[Start of section]
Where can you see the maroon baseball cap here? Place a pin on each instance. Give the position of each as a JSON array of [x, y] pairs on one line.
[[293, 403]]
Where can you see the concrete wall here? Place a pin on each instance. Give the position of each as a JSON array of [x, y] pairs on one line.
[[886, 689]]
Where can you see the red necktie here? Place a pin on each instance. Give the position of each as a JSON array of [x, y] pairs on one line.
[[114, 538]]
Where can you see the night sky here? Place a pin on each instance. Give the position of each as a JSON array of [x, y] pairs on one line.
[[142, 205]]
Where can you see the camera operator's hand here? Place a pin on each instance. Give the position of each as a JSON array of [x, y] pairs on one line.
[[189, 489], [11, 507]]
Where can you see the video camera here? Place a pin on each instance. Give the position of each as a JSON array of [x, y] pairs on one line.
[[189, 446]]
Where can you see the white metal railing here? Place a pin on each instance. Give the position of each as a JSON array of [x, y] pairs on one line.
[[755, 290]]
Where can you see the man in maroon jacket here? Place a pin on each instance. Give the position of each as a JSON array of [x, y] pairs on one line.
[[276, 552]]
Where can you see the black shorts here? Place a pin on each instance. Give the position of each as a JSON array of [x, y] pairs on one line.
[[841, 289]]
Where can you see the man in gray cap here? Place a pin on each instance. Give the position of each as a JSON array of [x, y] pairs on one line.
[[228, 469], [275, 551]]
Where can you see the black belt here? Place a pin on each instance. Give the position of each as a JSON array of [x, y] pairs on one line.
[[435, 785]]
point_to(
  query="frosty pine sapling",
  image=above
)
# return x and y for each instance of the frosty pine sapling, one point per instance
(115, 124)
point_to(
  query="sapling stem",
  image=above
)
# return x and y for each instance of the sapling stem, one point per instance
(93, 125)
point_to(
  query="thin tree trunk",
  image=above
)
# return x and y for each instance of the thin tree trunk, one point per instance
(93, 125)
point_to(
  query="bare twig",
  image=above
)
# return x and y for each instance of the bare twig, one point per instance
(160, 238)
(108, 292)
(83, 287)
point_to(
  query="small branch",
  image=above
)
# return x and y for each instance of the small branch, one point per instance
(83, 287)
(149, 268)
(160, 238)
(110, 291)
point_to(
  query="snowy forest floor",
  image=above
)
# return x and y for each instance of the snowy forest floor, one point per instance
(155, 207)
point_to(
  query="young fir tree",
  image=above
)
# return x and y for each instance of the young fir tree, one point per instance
[End of section]
# Task brief
Copy the material above, line for line.

# Written answer
Where can you see the maroon baseball cap here? Place a pin on each instance. Give the position of each as a JSON array of [x, y] pairs on one line.
[[293, 403]]
Where can you see the concrete wall here? Place a pin on each instance. Give the position of each as a JSON array of [x, y] pairs on one line.
[[886, 689]]
Where can you see the red necktie here? Place a pin on each instance. Give the position of each as a JSON array of [x, y] pairs on one line.
[[114, 538]]
Where can you see the night sky here? Place a pin on each instance. Give the position of each as a JSON array of [x, y] pairs on one line.
[[142, 205]]
Where can you see the camera operator's hand here? Place a pin on each instance. Give the position of each as a JSON array of [x, y] pairs on one line.
[[189, 489], [11, 507]]
Where can you see the video camera here? Place a pin on each instance. Give the position of each as a JSON array of [x, y] pairs on one line.
[[189, 446]]
Where can you see the white metal railing here? Place a pin on each instance. Give the position of each as a JSON array of [x, y] pairs on one line.
[[755, 290]]
Where can you see the man in maroon jacket here? Place a pin on each instance. Give the position of each as a JSON array of [x, y] pairs on one line.
[[276, 552]]
Where can you see the black shorts here? Place a pin on each instance. Give the position of each as a JSON array of [x, y] pairs on one line.
[[841, 289]]
Where can you see the man in gray cap here? Place a pin on each instance. Give the position of each as a JSON array of [x, y] pairs on one line.
[[228, 469], [275, 551]]
Where can you see the black belt here? Place a pin on each instance. Give the position of each as a JSON array of [x, y] pairs on one line.
[[435, 785]]
point_to(
  query="frosty pine sapling",
  image=above
)
# return x and y for each instance of the frosty pine sapling, one point per instance
(115, 124)
point_to(
  query="sapling stem",
  image=above
)
# return x and y for each instance of the sapling stem, one point per instance
(93, 125)
point_to(
  query="thin tree trunk",
  image=above
)
# return x and y for each instance of the thin tree trunk, one point per instance
(93, 125)
point_to(
  query="bare twig",
  image=above
)
# return x and y for each instance of the bare twig, one point per instance
(160, 238)
(108, 292)
(83, 287)
point_to(
  query="small branch",
  image=above
)
# return x and y for each instance of the small branch, one point per instance
(83, 287)
(149, 268)
(160, 238)
(110, 291)
point_to(
  query="snowy forest floor",
  image=above
)
# return x and y for each instance of the snowy forest floor, one point per instance
(155, 207)
point_to(
  query="young fir tree",
  image=above
)
# return x and y for each instance of the young fir tree, one point per instance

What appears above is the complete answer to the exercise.